(Task) Could you write out the records below exactly as they appear?

* * * * * * *

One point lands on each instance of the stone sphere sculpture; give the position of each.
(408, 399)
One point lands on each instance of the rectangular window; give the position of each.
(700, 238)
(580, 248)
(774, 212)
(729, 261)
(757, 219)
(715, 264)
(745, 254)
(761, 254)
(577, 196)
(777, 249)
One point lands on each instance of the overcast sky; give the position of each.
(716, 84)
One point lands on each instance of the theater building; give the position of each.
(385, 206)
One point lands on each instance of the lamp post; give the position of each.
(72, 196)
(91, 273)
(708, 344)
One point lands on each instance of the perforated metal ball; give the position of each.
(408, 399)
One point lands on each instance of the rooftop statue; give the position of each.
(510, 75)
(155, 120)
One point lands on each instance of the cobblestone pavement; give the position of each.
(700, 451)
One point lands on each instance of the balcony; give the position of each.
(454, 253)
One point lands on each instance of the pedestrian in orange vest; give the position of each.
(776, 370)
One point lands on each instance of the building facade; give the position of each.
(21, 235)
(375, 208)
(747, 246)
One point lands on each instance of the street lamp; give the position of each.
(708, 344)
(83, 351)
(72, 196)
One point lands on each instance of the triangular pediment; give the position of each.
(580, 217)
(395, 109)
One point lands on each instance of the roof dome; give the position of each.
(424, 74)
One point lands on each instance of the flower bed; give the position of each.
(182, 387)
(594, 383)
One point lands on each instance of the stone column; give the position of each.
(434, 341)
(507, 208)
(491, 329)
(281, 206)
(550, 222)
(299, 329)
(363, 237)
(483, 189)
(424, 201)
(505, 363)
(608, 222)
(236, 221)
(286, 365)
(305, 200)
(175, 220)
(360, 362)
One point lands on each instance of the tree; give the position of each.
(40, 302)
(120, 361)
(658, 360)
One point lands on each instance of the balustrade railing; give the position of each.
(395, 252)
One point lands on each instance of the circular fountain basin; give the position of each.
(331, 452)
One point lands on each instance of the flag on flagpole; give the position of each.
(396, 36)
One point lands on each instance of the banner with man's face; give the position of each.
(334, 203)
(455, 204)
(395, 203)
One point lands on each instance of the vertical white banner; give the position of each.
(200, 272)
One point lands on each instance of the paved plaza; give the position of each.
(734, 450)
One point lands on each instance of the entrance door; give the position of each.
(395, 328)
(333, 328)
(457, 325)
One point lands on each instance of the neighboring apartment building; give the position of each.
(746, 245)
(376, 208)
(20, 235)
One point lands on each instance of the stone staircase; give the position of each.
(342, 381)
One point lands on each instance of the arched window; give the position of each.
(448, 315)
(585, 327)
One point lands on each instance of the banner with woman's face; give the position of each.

* * * * * * *

(Answer for the task)
One point lands on each instance of the stone sphere sculpture; give the position of each.
(408, 399)
One point lands on each instance of the rectangular window; give the position of each.
(700, 238)
(580, 248)
(774, 212)
(729, 261)
(757, 219)
(715, 264)
(745, 254)
(761, 254)
(577, 196)
(777, 249)
One point lands on each instance of the overcast sky; give the position of each.
(716, 84)
One point lands on each instance of the theater building; give the position of each.
(385, 206)
One point lands on each instance of the lamp post; give the position of each.
(72, 196)
(91, 273)
(708, 344)
One point lands on each instance of the perforated metal ball; give the position of each.
(408, 399)
One point lands on each instance of the rooftop statue; give the position of each.
(510, 75)
(155, 120)
One point lands on each instance of the cobblestone pavement; give the position of each.
(700, 451)
One point lands on each instance of the balcony; give the position of each.
(454, 253)
One point lands on each instance of the pedestrian in orange vest; give the position of each.
(776, 370)
One point lands on each instance of the building facade; give the position of each.
(21, 235)
(375, 208)
(747, 246)
One point lands on each instance of the street lamp; give the position of each.
(708, 344)
(83, 351)
(72, 196)
One point lands on each instance of the triangular pediment; give the position of each.
(580, 217)
(395, 109)
One point lands on each instance of the roof dome; give the position of each.
(424, 74)
One point lands on each instance of the flower bed; give the position of each.
(182, 387)
(594, 383)
One point lands on each instance of the stone column; give the position of each.
(434, 341)
(507, 208)
(491, 329)
(281, 206)
(550, 222)
(299, 329)
(363, 237)
(483, 189)
(424, 201)
(505, 363)
(608, 222)
(236, 221)
(286, 365)
(305, 200)
(175, 220)
(360, 362)
One point lands on each instance of the tree; give the position of each.
(40, 302)
(120, 361)
(658, 360)
One point lands on each instance of the balustrade railing; give the position of each.
(395, 252)
One point lands on each instance of the circular fountain basin; give the position of each.
(331, 452)
One point lands on each instance of the flag on flagpole; give the position of each.
(396, 36)
One point lands on each instance of the banner with man's face; give the position of each.
(334, 203)
(455, 204)
(395, 203)
One point lands on each instance of the vertical white banner; give the position of each.
(200, 272)
One point lands on each instance of the paved plaza; give the position of each.
(734, 450)
One point lands on each instance of the entrance door; give the position of each.
(395, 328)
(333, 328)
(457, 325)
One point lands on each instance of the neighboring apartment building; give the position of each.
(746, 245)
(376, 208)
(20, 235)
One point lands on each instance of the stone staircase; give the position of each.
(342, 381)
One point lands on each instance of the arched window; give the position of each.
(448, 315)
(585, 327)
One point lands on each instance of the banner with woman's face; give the position of each.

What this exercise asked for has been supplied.